PROBLEM TO WORK ON.
Update the records from their beginning through the line that contains "[0,403,683,1020]", replacing "bounding box" with "enclosing rectangle" and changing nothing else. Omit the pictures from your answer.

MATERIAL PROVIDED.
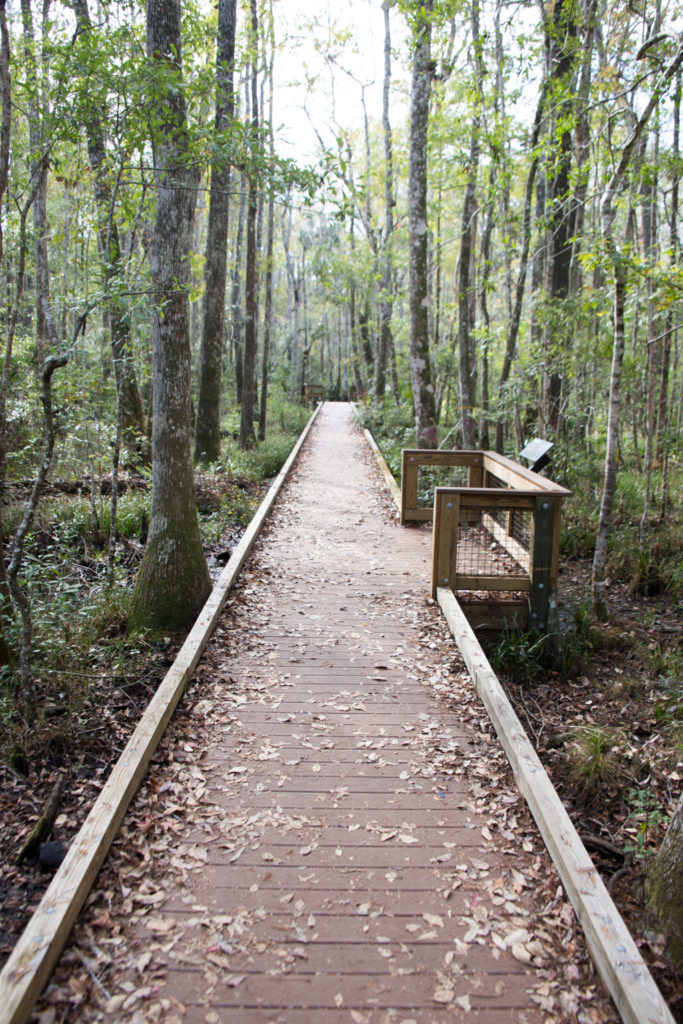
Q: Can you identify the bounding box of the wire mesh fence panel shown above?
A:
[457,506,531,579]
[418,466,469,508]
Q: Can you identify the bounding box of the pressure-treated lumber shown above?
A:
[437,587,674,1024]
[364,430,401,518]
[0,406,322,1024]
[481,512,529,572]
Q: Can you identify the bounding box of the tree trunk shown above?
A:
[230,177,247,406]
[496,86,547,452]
[408,0,436,449]
[240,0,260,449]
[22,0,49,378]
[375,0,400,403]
[592,34,683,618]
[540,0,580,437]
[74,0,144,463]
[258,4,275,441]
[195,0,237,463]
[656,72,681,466]
[645,796,683,968]
[129,0,211,630]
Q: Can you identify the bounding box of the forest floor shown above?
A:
[500,560,683,1021]
[0,485,683,1021]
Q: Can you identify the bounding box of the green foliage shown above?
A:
[568,726,621,804]
[626,785,666,861]
[490,602,599,685]
[356,397,416,480]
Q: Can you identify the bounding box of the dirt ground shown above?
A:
[0,403,683,1020]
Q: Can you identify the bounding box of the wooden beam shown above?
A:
[483,452,571,498]
[481,512,529,571]
[364,430,400,515]
[0,406,322,1024]
[437,587,674,1024]
[403,449,483,467]
[451,573,529,594]
[431,487,460,598]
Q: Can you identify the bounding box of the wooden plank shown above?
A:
[401,508,434,523]
[403,449,483,467]
[442,487,539,509]
[458,595,528,633]
[481,512,529,571]
[483,452,571,498]
[431,487,460,598]
[452,573,530,594]
[400,450,413,525]
[437,587,674,1024]
[0,406,322,1024]
[364,430,400,515]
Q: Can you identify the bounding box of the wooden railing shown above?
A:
[303,384,325,406]
[401,449,570,631]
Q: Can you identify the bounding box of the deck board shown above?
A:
[34,404,616,1024]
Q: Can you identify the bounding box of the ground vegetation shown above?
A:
[0,0,683,1007]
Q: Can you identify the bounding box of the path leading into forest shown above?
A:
[42,404,615,1024]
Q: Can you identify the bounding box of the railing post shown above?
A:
[431,487,460,599]
[528,495,555,632]
[400,449,419,523]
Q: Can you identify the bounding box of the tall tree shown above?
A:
[592,33,683,618]
[408,0,436,447]
[73,0,144,462]
[458,0,483,449]
[22,0,50,374]
[540,0,581,436]
[240,0,261,449]
[258,4,275,441]
[129,0,211,630]
[195,0,237,462]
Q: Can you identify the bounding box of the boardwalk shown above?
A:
[40,404,613,1024]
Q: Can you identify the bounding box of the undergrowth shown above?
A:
[0,403,310,771]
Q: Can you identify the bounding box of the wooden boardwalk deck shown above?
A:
[37,404,616,1024]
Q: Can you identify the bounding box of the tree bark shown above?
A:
[258,4,275,441]
[73,0,144,463]
[496,86,547,452]
[375,0,400,404]
[22,0,50,377]
[240,0,261,449]
[195,0,237,463]
[645,796,683,967]
[408,0,436,449]
[592,35,683,618]
[129,0,211,630]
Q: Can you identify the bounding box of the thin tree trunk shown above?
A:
[240,0,260,449]
[22,0,50,379]
[656,72,681,468]
[230,177,247,406]
[592,38,683,618]
[74,0,145,462]
[128,0,211,630]
[409,0,436,447]
[195,0,237,463]
[496,84,547,452]
[375,0,400,404]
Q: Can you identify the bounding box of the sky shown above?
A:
[273,0,405,163]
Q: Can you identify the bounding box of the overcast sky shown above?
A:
[273,0,405,162]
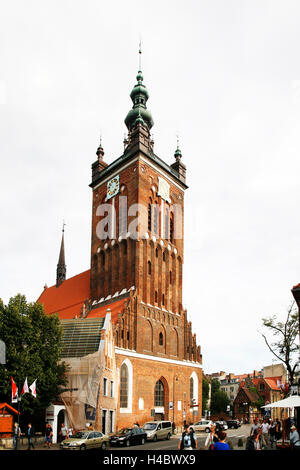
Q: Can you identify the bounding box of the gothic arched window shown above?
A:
[154,380,165,406]
[158,333,164,346]
[190,377,194,404]
[120,364,128,408]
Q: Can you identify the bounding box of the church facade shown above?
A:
[39,61,202,430]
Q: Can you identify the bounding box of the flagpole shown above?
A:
[17,381,22,450]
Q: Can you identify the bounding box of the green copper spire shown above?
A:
[125,45,154,132]
[125,70,154,131]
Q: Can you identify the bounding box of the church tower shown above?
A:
[91,71,187,314]
[90,59,202,426]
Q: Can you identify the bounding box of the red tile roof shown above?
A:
[38,270,129,323]
[37,270,90,320]
[87,299,125,323]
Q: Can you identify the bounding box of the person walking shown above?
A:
[45,423,53,449]
[290,424,300,450]
[178,425,198,450]
[204,424,219,450]
[59,423,68,442]
[269,419,276,449]
[261,418,270,446]
[13,422,21,450]
[275,418,282,442]
[249,418,259,437]
[213,431,230,450]
[27,423,34,450]
[246,429,266,450]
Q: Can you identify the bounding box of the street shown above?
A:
[12,424,258,452]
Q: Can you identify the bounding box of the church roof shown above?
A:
[37,270,90,320]
[61,318,105,358]
[37,270,129,323]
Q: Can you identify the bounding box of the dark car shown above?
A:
[109,427,147,447]
[226,419,241,429]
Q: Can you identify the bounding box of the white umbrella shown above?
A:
[262,395,300,408]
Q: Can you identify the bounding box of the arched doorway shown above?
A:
[154,377,169,421]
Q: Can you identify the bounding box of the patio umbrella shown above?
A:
[262,395,300,408]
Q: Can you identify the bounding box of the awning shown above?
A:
[262,395,300,408]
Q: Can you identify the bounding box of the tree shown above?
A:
[0,294,66,428]
[261,302,299,386]
[210,379,230,414]
[202,377,209,416]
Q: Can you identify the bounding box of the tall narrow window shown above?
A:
[165,207,170,240]
[148,202,152,232]
[190,377,194,404]
[120,364,128,408]
[153,202,159,236]
[154,380,165,406]
[170,212,174,243]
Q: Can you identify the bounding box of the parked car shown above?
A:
[109,427,147,447]
[143,421,172,441]
[214,421,228,431]
[191,419,214,433]
[226,419,241,429]
[60,431,109,450]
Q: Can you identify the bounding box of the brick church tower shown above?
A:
[90,65,202,425]
[39,54,202,432]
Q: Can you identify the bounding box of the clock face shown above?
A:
[157,177,171,202]
[107,175,120,199]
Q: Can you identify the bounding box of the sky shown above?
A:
[0,0,300,374]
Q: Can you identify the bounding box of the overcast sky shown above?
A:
[0,0,300,373]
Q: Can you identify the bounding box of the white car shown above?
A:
[191,419,214,432]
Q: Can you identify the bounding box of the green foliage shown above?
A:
[262,302,299,385]
[0,294,66,415]
[210,379,230,414]
[202,377,209,416]
[249,387,265,408]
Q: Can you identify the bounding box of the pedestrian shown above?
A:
[249,418,259,436]
[290,424,300,450]
[261,418,270,446]
[59,423,68,442]
[269,419,276,449]
[204,424,219,450]
[27,423,34,450]
[213,431,230,450]
[178,425,198,450]
[45,423,53,449]
[13,422,21,450]
[246,429,265,450]
[275,418,282,442]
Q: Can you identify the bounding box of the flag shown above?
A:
[11,377,18,403]
[29,379,36,398]
[21,377,29,395]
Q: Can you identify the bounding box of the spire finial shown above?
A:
[56,221,67,287]
[139,35,142,71]
[174,133,182,162]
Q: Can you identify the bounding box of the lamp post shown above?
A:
[173,375,178,430]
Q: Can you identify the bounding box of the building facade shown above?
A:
[39,62,202,430]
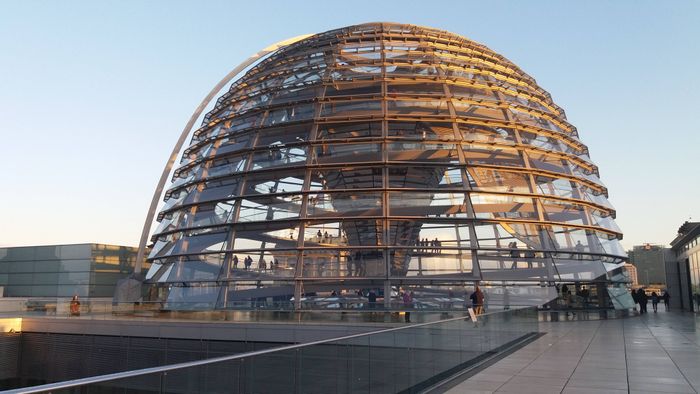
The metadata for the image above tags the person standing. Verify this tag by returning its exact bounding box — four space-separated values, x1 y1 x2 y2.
661 290 671 312
637 288 649 314
401 291 413 323
651 291 659 313
367 289 377 309
469 285 484 315
70 294 80 316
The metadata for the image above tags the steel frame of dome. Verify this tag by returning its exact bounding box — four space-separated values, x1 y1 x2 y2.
142 23 625 308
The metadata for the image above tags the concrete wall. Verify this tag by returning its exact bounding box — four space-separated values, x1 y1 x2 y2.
0 332 20 380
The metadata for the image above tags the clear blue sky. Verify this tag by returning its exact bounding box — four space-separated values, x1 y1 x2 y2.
0 0 700 247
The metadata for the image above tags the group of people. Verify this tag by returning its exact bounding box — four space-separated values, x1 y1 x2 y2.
508 241 535 269
416 238 442 253
231 255 279 272
316 230 340 243
632 288 671 314
469 286 484 315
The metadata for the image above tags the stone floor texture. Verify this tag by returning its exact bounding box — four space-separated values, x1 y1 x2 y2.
447 305 700 394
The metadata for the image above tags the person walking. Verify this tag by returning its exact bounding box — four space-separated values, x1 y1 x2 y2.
637 288 649 314
70 294 80 316
469 285 484 315
632 289 642 313
651 291 659 313
661 290 671 312
401 291 413 323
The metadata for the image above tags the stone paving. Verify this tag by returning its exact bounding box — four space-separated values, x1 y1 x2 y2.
447 305 700 394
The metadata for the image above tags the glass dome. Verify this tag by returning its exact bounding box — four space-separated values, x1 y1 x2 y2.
146 23 625 308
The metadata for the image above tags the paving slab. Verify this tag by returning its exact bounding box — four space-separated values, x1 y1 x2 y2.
446 311 700 394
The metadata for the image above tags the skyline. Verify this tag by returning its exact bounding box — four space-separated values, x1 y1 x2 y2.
0 2 700 249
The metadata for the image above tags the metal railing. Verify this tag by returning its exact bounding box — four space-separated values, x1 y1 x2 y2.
3 308 537 393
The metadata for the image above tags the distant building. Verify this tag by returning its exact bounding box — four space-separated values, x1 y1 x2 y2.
627 244 672 286
667 222 700 311
0 244 138 297
625 263 639 287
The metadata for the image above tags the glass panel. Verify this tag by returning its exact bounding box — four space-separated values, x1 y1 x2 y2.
263 104 314 126
167 253 224 282
388 121 455 140
307 192 382 218
459 123 516 145
468 167 530 193
389 167 464 190
541 199 588 225
242 169 304 195
462 144 524 168
304 220 384 247
310 167 383 191
169 229 228 255
233 222 299 250
317 122 382 140
238 194 303 222
255 124 311 147
321 100 382 117
303 249 386 278
314 144 382 164
470 193 538 219
387 100 450 117
453 100 509 121
387 142 459 164
252 146 309 170
389 192 467 217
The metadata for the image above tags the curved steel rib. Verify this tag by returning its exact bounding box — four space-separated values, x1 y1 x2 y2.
134 34 311 273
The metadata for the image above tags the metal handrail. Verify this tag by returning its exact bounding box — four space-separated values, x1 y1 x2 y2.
0 307 533 394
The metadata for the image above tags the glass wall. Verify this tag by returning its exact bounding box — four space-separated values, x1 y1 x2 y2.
0 244 137 297
147 23 625 308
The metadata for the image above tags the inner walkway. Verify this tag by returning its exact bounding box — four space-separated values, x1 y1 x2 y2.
447 310 700 394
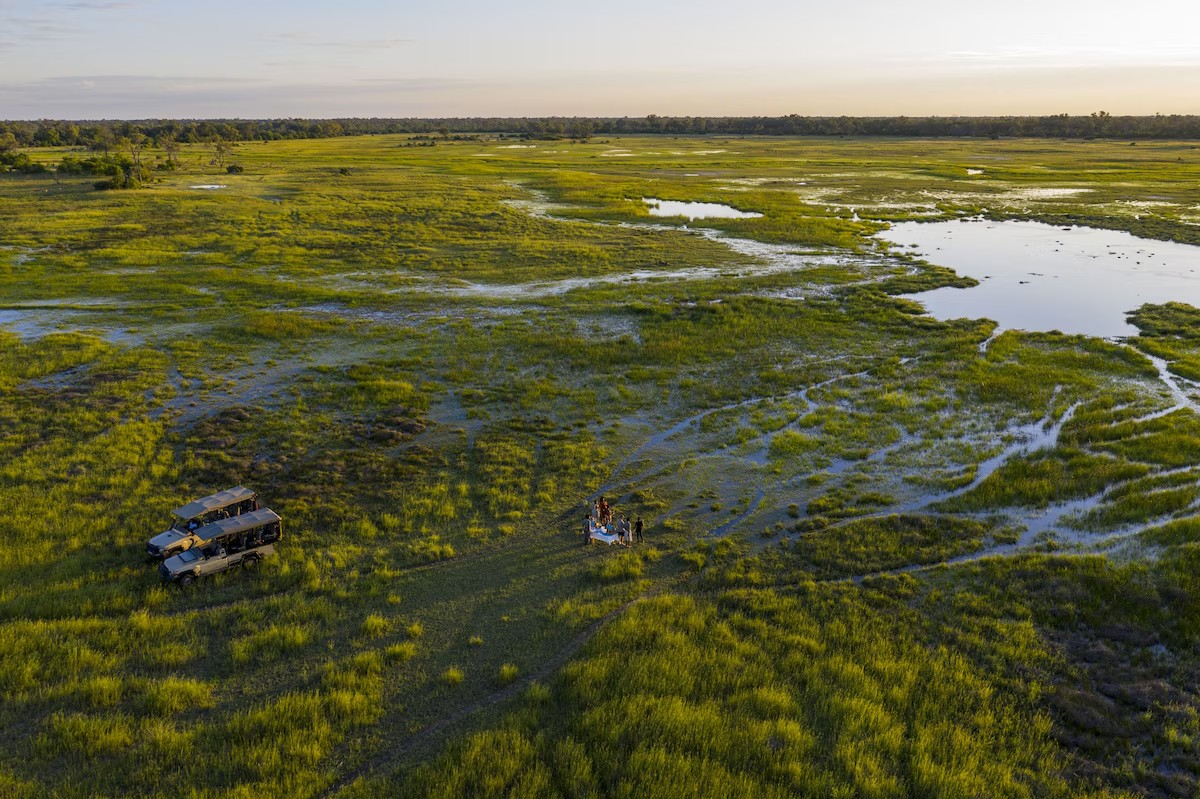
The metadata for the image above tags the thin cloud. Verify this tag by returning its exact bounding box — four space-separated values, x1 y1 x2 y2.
270 32 416 52
54 0 139 11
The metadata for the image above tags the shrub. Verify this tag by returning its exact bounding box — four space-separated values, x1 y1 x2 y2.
362 613 388 638
496 663 521 686
384 641 416 663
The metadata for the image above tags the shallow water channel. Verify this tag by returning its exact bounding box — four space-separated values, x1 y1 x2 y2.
642 197 762 220
880 220 1200 338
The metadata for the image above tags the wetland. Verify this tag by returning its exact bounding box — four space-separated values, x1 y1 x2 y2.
0 134 1200 799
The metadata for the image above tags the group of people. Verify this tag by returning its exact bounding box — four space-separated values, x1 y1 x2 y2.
583 497 646 547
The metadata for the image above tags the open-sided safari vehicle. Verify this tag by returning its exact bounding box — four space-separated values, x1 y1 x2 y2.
146 486 258 560
158 507 283 587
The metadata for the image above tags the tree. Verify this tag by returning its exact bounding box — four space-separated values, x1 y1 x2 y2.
208 136 233 167
162 134 180 167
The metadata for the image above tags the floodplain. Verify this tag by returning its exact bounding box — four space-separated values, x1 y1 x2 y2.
0 136 1200 799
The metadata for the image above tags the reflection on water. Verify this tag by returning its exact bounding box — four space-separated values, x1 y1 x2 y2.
642 197 762 220
881 220 1200 338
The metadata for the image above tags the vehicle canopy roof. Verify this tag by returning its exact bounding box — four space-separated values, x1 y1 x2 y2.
172 486 258 519
196 507 280 541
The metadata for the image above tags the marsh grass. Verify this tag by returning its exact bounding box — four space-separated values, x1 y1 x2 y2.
0 137 1200 797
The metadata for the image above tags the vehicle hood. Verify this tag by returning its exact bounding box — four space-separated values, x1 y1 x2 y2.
162 555 187 575
150 530 184 549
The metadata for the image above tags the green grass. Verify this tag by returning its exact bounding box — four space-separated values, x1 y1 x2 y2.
0 137 1200 798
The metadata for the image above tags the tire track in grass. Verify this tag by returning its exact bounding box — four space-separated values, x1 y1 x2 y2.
320 581 676 799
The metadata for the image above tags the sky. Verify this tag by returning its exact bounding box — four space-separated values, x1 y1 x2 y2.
0 0 1200 119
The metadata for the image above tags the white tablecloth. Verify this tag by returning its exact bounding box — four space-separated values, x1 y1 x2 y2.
590 528 617 546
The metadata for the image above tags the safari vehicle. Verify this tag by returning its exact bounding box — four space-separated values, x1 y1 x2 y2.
158 507 283 587
146 486 258 560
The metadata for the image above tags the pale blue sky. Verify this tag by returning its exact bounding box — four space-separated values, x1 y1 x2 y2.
0 0 1200 119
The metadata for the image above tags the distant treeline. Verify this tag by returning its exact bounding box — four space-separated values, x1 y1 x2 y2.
0 112 1200 144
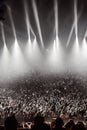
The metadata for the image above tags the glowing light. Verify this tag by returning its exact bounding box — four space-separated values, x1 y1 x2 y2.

COMPLETED TASK.
Q: Can you identify the enclosing rectangle of the wire mesh fence panel shown above?
A:
[457,506,531,579]
[418,466,469,508]
Q: Can you identify the enclosing rectangle of the pressure-treated lumber shown above?
A:
[437,587,674,1024]
[364,430,401,518]
[0,406,322,1024]
[481,512,529,572]
Q: Can you identify the enclosing rectangle of the tree trunk shown above?
A:
[230,177,247,406]
[496,86,547,452]
[408,0,436,449]
[240,0,260,449]
[22,0,49,378]
[375,0,400,403]
[592,34,683,618]
[540,0,580,437]
[74,0,144,463]
[258,4,275,441]
[195,0,237,463]
[656,72,681,466]
[645,796,683,968]
[129,0,211,630]
Q: Can you identify the enclosing rectangle of the forest floor shown above?
A:
[500,560,683,1021]
[0,485,683,1021]
Q: Can you identify the enclosing rectangle of the green foliage shown above?
A:
[568,726,621,804]
[626,785,666,861]
[490,602,599,685]
[356,397,416,480]
Q: Can you identify the enclosing rectangle of the dirt ground shown above?
A:
[0,403,683,1020]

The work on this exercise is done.